Prairie Trace fifth-grade teacher Rachel Knuttel said the students prepared for the outing for about a month.
“We spent a half-hour to an hour a day going over their financial literacy lessons and getting them prepared to be leaders at BizTown,” Knuttel said.
Awe said it has helped spark conversations with students and their parents about paying bills and taxes and taking out loans.
“It’s been very eye-opening,” Awe said.
Awe said the students have been more engaged while learning the financial literacy lessons because they get to apply it.
The students elected a mayor and students served different roles in companies. The teachers were assisted by 30 parent volunteers, who had to complete training to assist.
Prairie Trace Assistant Principal Chard Reid was previously a business teacher and DECA advisor at Carmel High School.
“It’s a meaningful and authentic experience from a career perspective, but there is a personal finance element that makes it valuable for all students regardless of what their vocational path is going to be,” Reid said. “I’ve been impressed with how well the kids prepared. The kids all know exactly what they are supposed to do because they’ve been working hard with teachers to get ready for this experience. You can see the excitement on their faces as they do their jobs.”
Reid’s daughter, Karis, served as CEO of Eli Lilly and Co.
“I’ve had a lot of fun learning how to write checks and how to compromise with other people on ideas,” she said. “I endorse the check. I write the checks and write all the prices down. I help other people when they are short on staff.”
------------------------------------------------
INSTRUCTIONS:
(1) In the BizTown excerpt, how many parent volunteers assisted the teachers?
(2) Copy the BizTown excerpt word for word from "The students elected" to "training to assist.".
Please rely only on the BizTown excerpt above.
------------------------------------------------
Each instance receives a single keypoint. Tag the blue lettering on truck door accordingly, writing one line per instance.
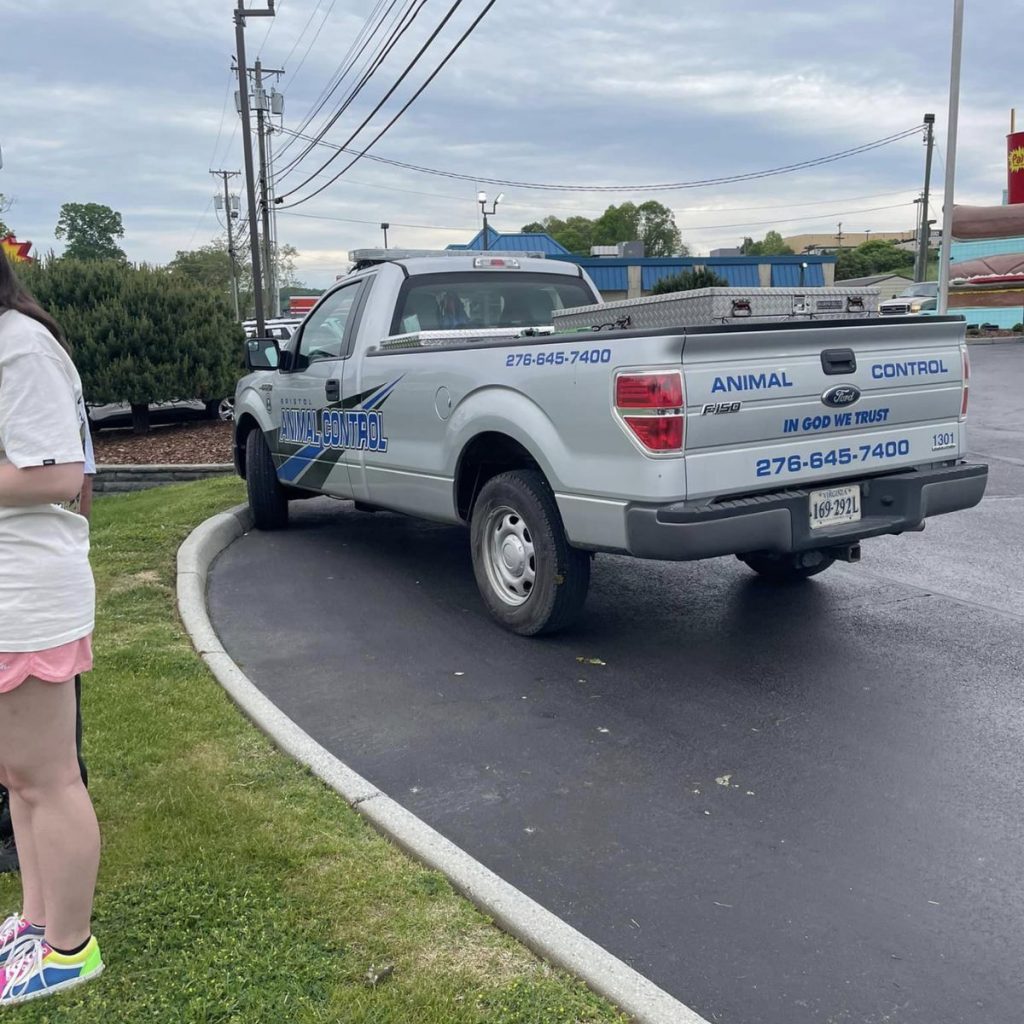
(919, 368)
(751, 382)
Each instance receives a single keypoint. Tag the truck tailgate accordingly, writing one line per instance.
(794, 404)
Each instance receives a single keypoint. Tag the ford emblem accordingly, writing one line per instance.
(842, 394)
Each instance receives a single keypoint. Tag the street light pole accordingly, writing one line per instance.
(481, 198)
(947, 200)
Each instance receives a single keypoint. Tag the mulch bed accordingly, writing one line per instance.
(202, 442)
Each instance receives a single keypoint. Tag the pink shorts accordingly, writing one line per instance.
(56, 665)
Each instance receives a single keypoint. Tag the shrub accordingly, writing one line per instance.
(140, 335)
(688, 281)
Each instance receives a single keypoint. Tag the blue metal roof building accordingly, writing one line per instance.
(621, 276)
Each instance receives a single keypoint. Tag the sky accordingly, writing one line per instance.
(130, 103)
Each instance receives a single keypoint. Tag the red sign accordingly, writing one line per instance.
(1015, 167)
(17, 252)
(301, 303)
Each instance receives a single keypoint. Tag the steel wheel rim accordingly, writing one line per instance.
(509, 556)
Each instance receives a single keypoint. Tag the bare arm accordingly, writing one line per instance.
(85, 505)
(40, 484)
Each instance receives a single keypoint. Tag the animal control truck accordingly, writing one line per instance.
(435, 385)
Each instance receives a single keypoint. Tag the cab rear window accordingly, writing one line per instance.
(467, 301)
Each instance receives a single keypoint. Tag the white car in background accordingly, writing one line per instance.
(118, 414)
(912, 301)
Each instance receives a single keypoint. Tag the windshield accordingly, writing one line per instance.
(468, 301)
(928, 288)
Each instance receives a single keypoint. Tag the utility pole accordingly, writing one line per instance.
(262, 110)
(950, 182)
(228, 215)
(921, 264)
(241, 13)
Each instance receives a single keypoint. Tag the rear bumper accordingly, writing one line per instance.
(779, 522)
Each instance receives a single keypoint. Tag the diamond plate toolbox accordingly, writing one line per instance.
(706, 306)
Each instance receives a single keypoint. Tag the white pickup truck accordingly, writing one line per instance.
(434, 386)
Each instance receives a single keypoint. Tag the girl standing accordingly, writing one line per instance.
(46, 619)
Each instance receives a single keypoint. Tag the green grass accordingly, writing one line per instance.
(235, 887)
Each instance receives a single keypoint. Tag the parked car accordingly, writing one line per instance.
(918, 298)
(434, 387)
(118, 414)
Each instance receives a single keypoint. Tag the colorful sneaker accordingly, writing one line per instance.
(14, 933)
(39, 971)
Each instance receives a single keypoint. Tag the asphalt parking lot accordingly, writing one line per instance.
(783, 806)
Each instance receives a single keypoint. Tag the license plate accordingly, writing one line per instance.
(835, 506)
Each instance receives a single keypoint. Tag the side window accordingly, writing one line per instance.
(324, 332)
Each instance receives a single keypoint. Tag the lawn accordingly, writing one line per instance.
(235, 887)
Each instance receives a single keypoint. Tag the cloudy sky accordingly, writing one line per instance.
(130, 102)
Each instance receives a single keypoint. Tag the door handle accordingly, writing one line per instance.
(839, 360)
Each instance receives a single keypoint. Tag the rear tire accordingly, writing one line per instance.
(788, 568)
(221, 409)
(530, 578)
(267, 499)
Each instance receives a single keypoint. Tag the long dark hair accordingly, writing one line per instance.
(13, 295)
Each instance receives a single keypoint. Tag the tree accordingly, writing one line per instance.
(141, 335)
(90, 229)
(211, 265)
(770, 245)
(688, 281)
(876, 256)
(649, 222)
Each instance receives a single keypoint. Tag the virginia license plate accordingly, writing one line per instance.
(835, 506)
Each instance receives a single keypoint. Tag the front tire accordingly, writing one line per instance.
(530, 578)
(267, 499)
(788, 568)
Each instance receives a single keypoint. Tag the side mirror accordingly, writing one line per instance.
(262, 353)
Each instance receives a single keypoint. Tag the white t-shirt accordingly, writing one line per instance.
(47, 596)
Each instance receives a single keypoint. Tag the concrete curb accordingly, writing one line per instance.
(113, 478)
(521, 916)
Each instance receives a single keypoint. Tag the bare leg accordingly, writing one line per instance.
(32, 888)
(37, 737)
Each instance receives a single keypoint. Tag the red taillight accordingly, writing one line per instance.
(649, 391)
(660, 394)
(967, 387)
(659, 433)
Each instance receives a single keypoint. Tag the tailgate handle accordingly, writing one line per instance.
(839, 360)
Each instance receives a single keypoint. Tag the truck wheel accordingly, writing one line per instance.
(531, 580)
(266, 497)
(788, 568)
------------------------------------------------
RESULTS:
(1) Thirty parent volunteers assisted the teachers.

(2)
The students elected a mayor and students served different roles in companies. The teachers were assisted by 30 parent volunteers, who had to complete training to assist.